And the sword goes both ways. PTSD has impacted my writing, but my writing has also impacted my PTSD. It gives me a coping and processing tool like no other, with deep lines into my subconscious mind where the stuff of dreams bubbles up. Scooping out stories from that well helps me understand myself and process the soup of who I am. Bradbury said it best: “[You must] stay drunk on writing so reality cannot destroy you.” It’s been hard learning the patience to wait until my brain is ready to use that tool but once it is, I discover a lot about what is going on beneath the hood . . . all while telling stories.
I try to say this anytime it comes up: If you’re reading this and you or someone you love is struggling with PTSD, reach out to someone for help and keep reaching until the help arrives. And drop me a note through my website if any of my experience with it can help.
Tell us a little about your writing process. How do you get started? Are you a pantser or a planner? Do you have a particular location where you prefer to write?
Usually, I try to get my words first thing in the day so that they’re done. Otherwise, resistance builds and other things start looking more exciting—like dishes and organizing my paperclip collection and weighing the cat. Back when I had a day job, “first thing” was around three a.m. These days, with me working from home and Daddying, I don’t sit down until closer to eight a.m. after the kids have gone to school. And now, exercise has trumped writing as my “first thing.” I used to use a stationary bike, but I’ve shifted to walking. That external stimuli helps get my brain going and it’s easier on my knees.
I can write anywhere as long as I am not around people I would rather spend time with (as opposed to the ones in my head). And I especially don’t tend to write well around other writers. If I’m with writers, I will want to talk about writing rather than write. So if I really want to find words, I don’t do writing dates or retreats, typically. If I have my backpack and my headphones and my laptop, I can find my words. I enjoy writing in diners and bars to mix things up or if I’m on the road. But when I’m at home, I write in the Den of Ken, a room full of books and treasures I’ve picked up along the way. The one thing I need is music. And if I’m stuck, then I need Simon and Garfunkel. Or some protein.
I try to be heuristic in my process, letting it evolve and adapt as I go. And I’m a hybrid—I do a little planning and a little pantsing, using three-act structure and some other tricks to shape the story’s bones before laying on meat and muscle. I tend to write . . . then sit and think between the acts . . . then write some more. And I tend to plan my short stories out more than my novels, but I think that’s because I have more experience with short stories and the moving parts come together faster for me. I’m hoping that as I become more aware of exactly how I write novels, I will develop more planning skills for them. And of course, now that I’m learning to write without the PTSD monkeys screaming in my ear, there’s no telling what new tricks I might pick up as I get back to work.

Stored items from a collection:
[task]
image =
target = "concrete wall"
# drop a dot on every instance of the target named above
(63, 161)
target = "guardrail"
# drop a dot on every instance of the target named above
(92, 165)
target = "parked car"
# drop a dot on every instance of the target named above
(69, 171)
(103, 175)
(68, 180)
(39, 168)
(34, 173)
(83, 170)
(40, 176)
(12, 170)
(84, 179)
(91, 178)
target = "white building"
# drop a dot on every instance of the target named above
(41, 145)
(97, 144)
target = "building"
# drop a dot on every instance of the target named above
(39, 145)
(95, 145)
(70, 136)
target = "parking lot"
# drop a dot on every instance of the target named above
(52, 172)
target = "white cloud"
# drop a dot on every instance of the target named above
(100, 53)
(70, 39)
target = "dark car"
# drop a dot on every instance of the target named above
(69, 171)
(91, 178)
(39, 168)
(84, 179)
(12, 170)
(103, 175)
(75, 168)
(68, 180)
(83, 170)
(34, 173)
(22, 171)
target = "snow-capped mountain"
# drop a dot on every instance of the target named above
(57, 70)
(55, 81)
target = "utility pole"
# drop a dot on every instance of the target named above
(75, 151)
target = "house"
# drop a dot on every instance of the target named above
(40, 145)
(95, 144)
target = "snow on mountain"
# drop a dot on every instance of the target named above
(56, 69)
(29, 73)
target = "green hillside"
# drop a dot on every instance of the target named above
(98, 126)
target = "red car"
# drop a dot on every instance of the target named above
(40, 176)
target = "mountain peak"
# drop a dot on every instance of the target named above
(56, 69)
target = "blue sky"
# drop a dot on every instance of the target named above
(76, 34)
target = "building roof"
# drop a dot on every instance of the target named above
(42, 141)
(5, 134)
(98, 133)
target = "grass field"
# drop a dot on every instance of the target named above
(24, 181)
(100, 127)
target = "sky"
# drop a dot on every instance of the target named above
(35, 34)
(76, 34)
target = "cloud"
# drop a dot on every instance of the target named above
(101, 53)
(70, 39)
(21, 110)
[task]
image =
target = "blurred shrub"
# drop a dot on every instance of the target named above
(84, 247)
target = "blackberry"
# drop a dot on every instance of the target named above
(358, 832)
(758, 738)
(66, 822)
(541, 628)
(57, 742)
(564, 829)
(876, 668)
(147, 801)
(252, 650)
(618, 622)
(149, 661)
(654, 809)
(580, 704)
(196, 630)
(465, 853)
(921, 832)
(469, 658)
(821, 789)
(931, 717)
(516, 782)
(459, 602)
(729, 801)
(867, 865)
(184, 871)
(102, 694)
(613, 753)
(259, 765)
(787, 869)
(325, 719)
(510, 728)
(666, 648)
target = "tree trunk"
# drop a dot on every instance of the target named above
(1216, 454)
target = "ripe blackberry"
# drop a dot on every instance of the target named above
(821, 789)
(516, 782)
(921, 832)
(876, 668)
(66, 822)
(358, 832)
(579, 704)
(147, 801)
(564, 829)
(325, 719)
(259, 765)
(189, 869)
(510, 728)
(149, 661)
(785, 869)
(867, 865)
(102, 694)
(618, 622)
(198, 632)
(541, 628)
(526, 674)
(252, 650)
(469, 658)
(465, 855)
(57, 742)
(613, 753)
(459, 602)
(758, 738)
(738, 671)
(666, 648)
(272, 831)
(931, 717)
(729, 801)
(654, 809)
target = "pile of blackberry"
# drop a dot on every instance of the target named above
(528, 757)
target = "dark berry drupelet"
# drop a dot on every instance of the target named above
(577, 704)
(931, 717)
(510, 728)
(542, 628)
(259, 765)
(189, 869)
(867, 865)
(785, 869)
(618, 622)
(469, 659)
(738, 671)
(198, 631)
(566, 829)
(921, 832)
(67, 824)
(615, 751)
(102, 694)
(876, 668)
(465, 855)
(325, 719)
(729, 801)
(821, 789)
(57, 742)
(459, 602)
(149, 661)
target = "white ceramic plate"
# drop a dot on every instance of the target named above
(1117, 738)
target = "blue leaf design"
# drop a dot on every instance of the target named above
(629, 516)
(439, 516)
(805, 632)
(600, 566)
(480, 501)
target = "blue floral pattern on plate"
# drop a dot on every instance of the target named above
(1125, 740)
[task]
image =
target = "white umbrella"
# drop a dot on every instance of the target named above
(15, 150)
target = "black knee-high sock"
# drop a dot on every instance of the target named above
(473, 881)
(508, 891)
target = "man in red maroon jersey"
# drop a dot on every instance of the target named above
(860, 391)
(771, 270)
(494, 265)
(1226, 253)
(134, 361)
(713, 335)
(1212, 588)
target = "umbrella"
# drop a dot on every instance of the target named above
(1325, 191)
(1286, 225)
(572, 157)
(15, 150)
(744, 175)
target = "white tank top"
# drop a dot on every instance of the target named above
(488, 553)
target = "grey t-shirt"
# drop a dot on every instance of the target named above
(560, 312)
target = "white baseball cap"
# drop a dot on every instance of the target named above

• **Task list**
A - In the interview excerpt, which room does the writer use when writing at home?
B - Retype the interview excerpt from "I try to be" up to and including "back to work.".

• **Solutions below**
A - The Den of Ken, a room full of books and treasures picked up along the way.

B -
I try to be heuristic in my process, letting it evolve and adapt as I go. And I’m a hybrid—I do a little planning and a little pantsing, using three-act structure and some other tricks to shape the story’s bones before laying on meat and muscle. I tend to write . . . then sit and think between the acts . . . then write some more. And I tend to plan my short stories out more than my novels, but I think that’s because I have more experience with short stories and the moving parts come together faster for me. I’m hoping that as I become more aware of exactly how I write novels, I will develop more planning skills for them. And of course, now that I’m learning to write without the PTSD monkeys screaming in my ear, there’s no telling what new tricks I might pick up as I get back to work.